[Object point labels]

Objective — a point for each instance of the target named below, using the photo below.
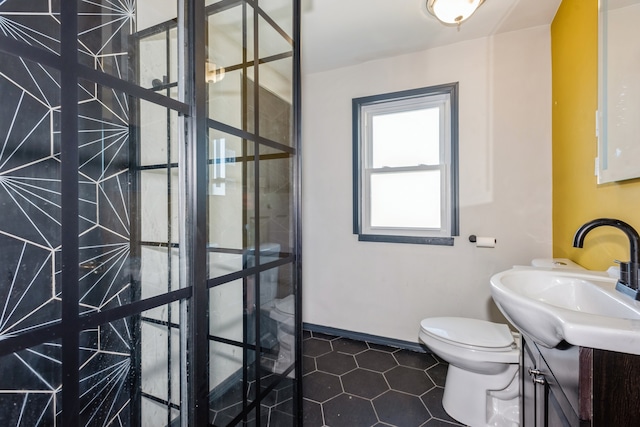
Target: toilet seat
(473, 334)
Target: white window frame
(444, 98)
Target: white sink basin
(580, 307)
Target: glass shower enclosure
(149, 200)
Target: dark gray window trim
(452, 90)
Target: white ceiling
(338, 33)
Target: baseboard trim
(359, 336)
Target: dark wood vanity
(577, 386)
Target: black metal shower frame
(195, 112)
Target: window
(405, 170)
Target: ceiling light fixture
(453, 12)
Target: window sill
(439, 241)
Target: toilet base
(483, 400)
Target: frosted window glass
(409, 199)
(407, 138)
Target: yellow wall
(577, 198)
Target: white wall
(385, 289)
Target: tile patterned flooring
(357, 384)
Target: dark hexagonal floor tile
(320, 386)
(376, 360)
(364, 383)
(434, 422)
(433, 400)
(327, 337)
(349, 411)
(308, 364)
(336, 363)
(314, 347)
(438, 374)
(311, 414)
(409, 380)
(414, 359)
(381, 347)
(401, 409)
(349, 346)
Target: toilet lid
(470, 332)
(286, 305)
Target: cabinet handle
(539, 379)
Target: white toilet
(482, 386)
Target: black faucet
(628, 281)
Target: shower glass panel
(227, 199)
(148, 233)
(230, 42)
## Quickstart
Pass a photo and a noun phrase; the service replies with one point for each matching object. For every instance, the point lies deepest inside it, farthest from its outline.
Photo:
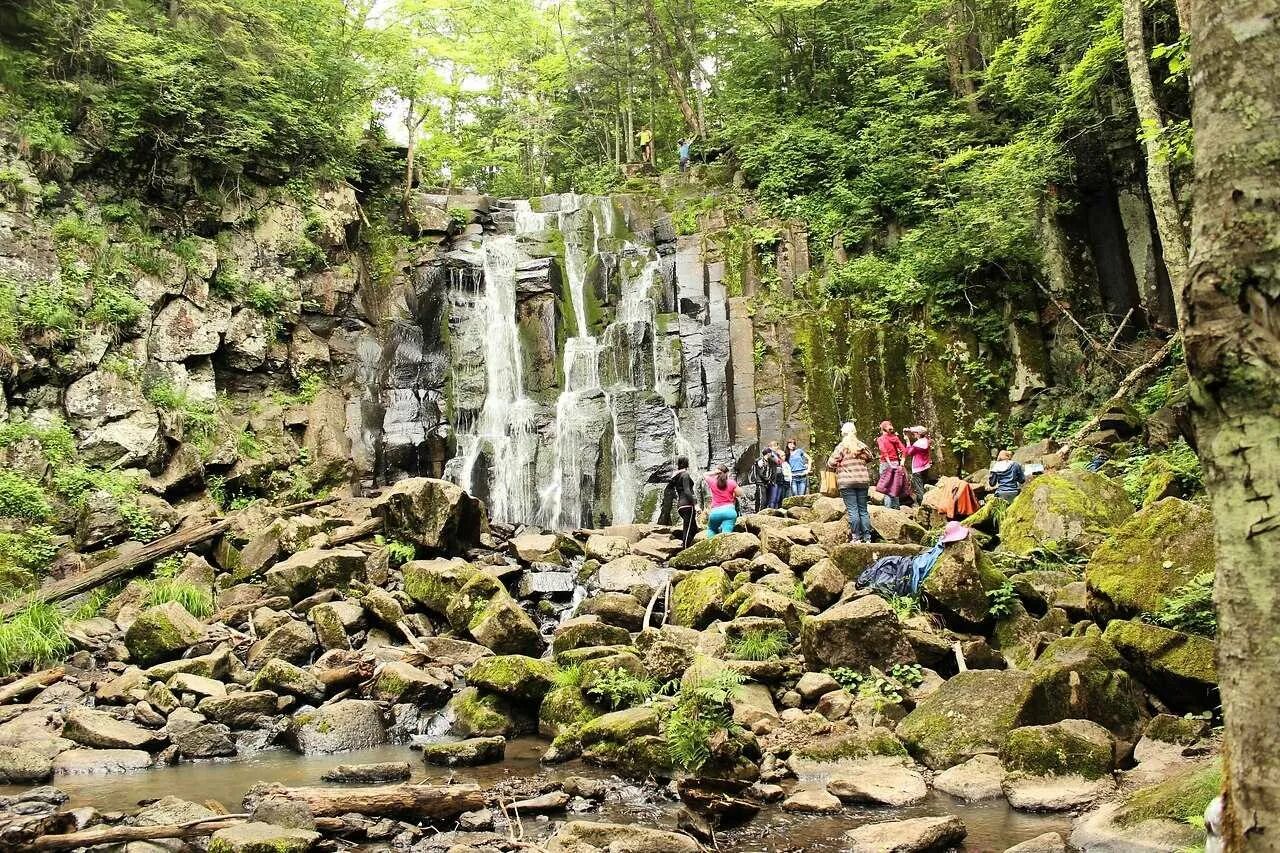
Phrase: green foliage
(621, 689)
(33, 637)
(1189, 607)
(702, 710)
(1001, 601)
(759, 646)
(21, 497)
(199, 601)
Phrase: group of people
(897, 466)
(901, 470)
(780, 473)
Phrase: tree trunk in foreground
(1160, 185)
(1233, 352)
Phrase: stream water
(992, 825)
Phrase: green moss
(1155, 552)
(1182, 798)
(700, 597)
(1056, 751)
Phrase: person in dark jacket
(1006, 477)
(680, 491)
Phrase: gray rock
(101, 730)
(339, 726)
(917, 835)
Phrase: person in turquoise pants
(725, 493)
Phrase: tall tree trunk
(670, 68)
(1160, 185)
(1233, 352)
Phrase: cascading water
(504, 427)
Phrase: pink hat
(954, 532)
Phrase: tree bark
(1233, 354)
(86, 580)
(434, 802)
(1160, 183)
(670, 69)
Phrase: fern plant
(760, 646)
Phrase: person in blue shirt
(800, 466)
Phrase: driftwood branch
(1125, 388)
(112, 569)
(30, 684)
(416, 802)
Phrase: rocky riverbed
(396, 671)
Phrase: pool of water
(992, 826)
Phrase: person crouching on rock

The task
Copy the records word for word, starting at the line that contains "Phrase: pink hat" and continuing through the last line of the records.

Response to this exercise
Phrase: pink hat
(954, 532)
Phrase: tree bark
(1233, 354)
(86, 580)
(434, 802)
(1160, 183)
(670, 69)
Phrase: fern plant
(760, 646)
Phrase: person in blue shirt
(800, 466)
Phrase: driftwood branch
(1125, 388)
(112, 569)
(30, 684)
(416, 802)
Phrase: rocky riverbed
(396, 671)
Phrase: pool of water
(992, 826)
Phrase: person crouching on rock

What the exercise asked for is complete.